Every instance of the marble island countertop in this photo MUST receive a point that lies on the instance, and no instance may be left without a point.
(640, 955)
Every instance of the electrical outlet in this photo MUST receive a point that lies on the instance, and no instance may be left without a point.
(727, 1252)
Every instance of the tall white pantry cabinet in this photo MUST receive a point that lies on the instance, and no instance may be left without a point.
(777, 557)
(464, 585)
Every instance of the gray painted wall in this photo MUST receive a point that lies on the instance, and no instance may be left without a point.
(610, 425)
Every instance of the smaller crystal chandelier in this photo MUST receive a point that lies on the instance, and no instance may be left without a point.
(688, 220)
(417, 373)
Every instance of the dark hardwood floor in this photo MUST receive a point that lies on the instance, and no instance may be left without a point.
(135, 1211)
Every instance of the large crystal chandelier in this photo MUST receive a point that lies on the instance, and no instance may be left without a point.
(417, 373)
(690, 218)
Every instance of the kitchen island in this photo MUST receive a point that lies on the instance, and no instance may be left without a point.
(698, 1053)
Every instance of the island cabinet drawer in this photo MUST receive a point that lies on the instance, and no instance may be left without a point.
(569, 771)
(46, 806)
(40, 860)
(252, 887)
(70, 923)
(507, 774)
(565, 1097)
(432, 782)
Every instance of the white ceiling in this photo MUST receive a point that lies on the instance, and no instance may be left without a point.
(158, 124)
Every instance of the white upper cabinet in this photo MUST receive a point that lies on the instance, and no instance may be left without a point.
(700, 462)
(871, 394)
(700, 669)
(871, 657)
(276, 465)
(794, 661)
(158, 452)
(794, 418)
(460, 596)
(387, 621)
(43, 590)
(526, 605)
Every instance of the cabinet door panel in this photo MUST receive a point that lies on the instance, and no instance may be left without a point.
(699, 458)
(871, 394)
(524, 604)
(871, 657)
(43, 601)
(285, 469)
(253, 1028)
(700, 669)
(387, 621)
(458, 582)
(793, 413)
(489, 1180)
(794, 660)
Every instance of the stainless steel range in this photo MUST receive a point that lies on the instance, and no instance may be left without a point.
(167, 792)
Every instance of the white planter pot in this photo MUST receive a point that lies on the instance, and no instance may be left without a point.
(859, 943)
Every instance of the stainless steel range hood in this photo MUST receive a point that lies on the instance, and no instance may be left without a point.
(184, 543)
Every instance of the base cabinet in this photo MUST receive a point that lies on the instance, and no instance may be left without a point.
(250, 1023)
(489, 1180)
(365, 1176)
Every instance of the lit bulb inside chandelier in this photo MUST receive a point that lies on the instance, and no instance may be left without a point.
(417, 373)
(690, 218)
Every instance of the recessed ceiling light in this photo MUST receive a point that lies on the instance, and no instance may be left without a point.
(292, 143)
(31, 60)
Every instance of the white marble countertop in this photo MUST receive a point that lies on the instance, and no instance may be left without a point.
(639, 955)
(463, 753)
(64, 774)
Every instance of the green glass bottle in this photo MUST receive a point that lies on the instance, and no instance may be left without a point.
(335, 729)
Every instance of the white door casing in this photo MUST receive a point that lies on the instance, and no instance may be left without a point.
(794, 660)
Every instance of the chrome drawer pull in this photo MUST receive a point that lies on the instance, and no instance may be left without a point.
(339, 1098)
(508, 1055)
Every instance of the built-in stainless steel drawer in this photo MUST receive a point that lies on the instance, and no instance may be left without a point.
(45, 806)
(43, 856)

§ **TAREFA A REALIZAR**
Reproduza todas as linhas dos itens acima, sem nenhuma alteração.

§ **SOLUÇÃO DO PROBLEMA**
Every instance of the marble island countertop in this photo MUST receive a point that lies on the instance, and no instance may be left without a point.
(640, 955)
Every instance of the electrical outlet in this photo MUST receive a point that lies on the instance, and no instance may be left without a point.
(727, 1252)
Every instance of the tall white pantry cabinet in this photo MUST receive a point that lies on the instance, and no instance may be left without a point.
(777, 557)
(464, 585)
Every instance of the gray painted wall in this photo MUST receive a point that lies on the instance, and no instance may be left without a point.
(610, 425)
Every instance of the smaller crystal chandelier in this photo MUST receive a point that lies on the instance, and no instance may be left without a point.
(688, 220)
(417, 373)
Every instance of the dark hardwood floor in this photo MUST receive a point that lies on the instance, and no instance may be left without a point.
(135, 1211)
Every instance of the large crystal chandelier in this photo MUST receive a point that lies on the instance, and no instance may be left without a point.
(417, 373)
(690, 218)
Every instance of the kitchen island in this photo MUST receive a point that lies on the instance, and no instance may be left without a point.
(698, 1053)
Every instance of the island cabinet drawer in this photo MUST receive a point that lies on the instance, and no instance may be left without a point.
(569, 771)
(46, 806)
(40, 860)
(252, 887)
(70, 923)
(507, 774)
(565, 1097)
(432, 782)
Every instance of the white ceiling in this photo MUST receive a point that lies on the instance, and no instance may be left without a point.
(158, 124)
Every instance of the white upper cabinet in this photo MUST receive a point that lies on the instance, and no instance may be left without a point.
(700, 462)
(871, 394)
(700, 669)
(871, 657)
(276, 465)
(794, 661)
(158, 452)
(794, 418)
(460, 596)
(387, 621)
(43, 590)
(526, 605)
Every instance of the cabinet door panel in this photo MUST receive a point that lies on the instance, and no instance may be left without a point.
(699, 458)
(871, 394)
(524, 604)
(871, 657)
(43, 601)
(285, 469)
(253, 1028)
(700, 669)
(387, 621)
(458, 582)
(793, 413)
(489, 1180)
(794, 660)
Every instance of the stainless steel range in this photo MUST receive a point that lies on the instance, and no instance may be left without a point.
(167, 792)
Every instance of the white planter pot in this photo MUST receive a point that lies on the instance, and no instance may be left without a point.
(859, 943)
Every instance of the stainless steel range hood in this photo MUST receive a point that lies on the instance, and no instance may be left without a point.
(184, 543)
Every instance of the base cabinet in this photo MUST receive a point that lies on the instance, and no instance may be left without a point.
(250, 1023)
(489, 1180)
(365, 1176)
Every instance of the lit bulb inside chandelier in this photo MUST receive a point that lies on the instance, and no instance may be left without a point.
(417, 373)
(690, 218)
Every instance of the recessed ceiling light in this photo MUST receive a point that lies on the instance, and no instance may be left without a point.
(292, 143)
(31, 60)
Every instance of the white marble countertop in this photo MUST receive a point that lies on the instance, and no instance may be left without a point.
(639, 955)
(463, 753)
(64, 774)
Every instance of the green glass bottle in this photo MUST receive a point that lies on the instance, and no instance may be left without a point.
(335, 729)
Every instance of the white door casing in this photo MUST receive a point that lies on the instance, and no instance may be left without a point.
(794, 660)
Every instance of the chrome drawer pull in this photo MUST receive a point that lies on the instance, and no instance may be left without a point.
(339, 1098)
(508, 1055)
Every instance of the built-in stainless steel drawer in this photo MUST receive a point that lies on the instance, and no instance may be left without a point.
(45, 806)
(43, 856)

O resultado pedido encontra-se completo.